BEREITGESTELLTER AUSZUG:
----

Ich will den Kolonialismus wie gesagt nicht schönreden oder entschuldigen, die Verbrechen, die da begangen wurden, sind nicht zu entschuldigen und in Europa sollte man sich insgesamt schämen, dass man sich mit der Aufarbeitung und vor allem auch mit Entschädigungen und der Rückgabe von Raubgut so schwer tut.

Im Hinblick auf das Narrativ der Grenzziehungen allerdings, verdeckt das hier einfach auch das innerafrikanische Problem des Nebeneinanders vonn nomadischen oder halb nomadischen und sesshaften Gruppen, mitunter in den selben Räumen.
Die einen haben ein natürliches Interesse daran, die von ihnen bewirtschafteten Gebiete und das was sie als ihr Eigentum betrachten abzugrenzen und sich möglicherweise stärker staatlich zu organisieren, die anderen haben ein Interesse daran, dass jede Form der Abgrenzung unterbleibt, die ihren Bewegungsradius oder ihre Möglichkeit zur Nutzung bestimmter Gebiete einschränken könnte.

Die Lösung der Grenzziehung durch die Europäer war hier sicherlich nicht glücklich, allerdings hat sie das Problem nicht geschaffen.
Ist ja nicht so, als dass es ein Nebeneinander sesshafter und nicht sesshafter Gruppen in Afrika vor 1880 nicht gegeben hätte.

Und ich würde meinen eine für alle zufriedenstellende Lösung gibt es hier nicht.
Eine andere Grenzziehung wäre für nomadisch lebende Gruppen genau so ein Problem, vielleicht nicht für die gleichen Gruppen, sondern für andere, aber daas würde ja im Prinzip wenig ändern.

Eine Abschaffung jeglicher Grenzziehungen in Afrika würde den nomadischen Gruppen entgegenkommen, wäre aber für alle anderen ein Problem.

----

DATENABSCHNITT:
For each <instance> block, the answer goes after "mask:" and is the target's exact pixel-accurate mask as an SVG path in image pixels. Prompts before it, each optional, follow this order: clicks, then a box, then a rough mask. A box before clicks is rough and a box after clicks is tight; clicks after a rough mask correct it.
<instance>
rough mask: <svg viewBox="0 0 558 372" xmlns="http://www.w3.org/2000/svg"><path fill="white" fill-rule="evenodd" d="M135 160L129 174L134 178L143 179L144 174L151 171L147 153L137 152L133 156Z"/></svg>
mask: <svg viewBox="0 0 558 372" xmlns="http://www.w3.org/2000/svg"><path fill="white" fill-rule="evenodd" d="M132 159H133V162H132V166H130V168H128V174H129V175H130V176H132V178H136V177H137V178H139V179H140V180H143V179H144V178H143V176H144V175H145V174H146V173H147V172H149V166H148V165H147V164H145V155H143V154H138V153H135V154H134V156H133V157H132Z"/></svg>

----

GEWÜNSCHTE AUSGABE: Gib aus dem Auszug über Grenzziehungen in Afrika den Abschnitt von „Eine andere Grenzziehung“ bis „Prinzip wenig ändern.“ unverändert zurück.

ANTWORT:
Eine andere Grenzziehung wäre für nomadisch lebende Gruppen genau so ein Problem, vielleicht nicht für die gleichen Gruppen, sondern für andere, aber daas würde ja im Prinzip wenig ändern.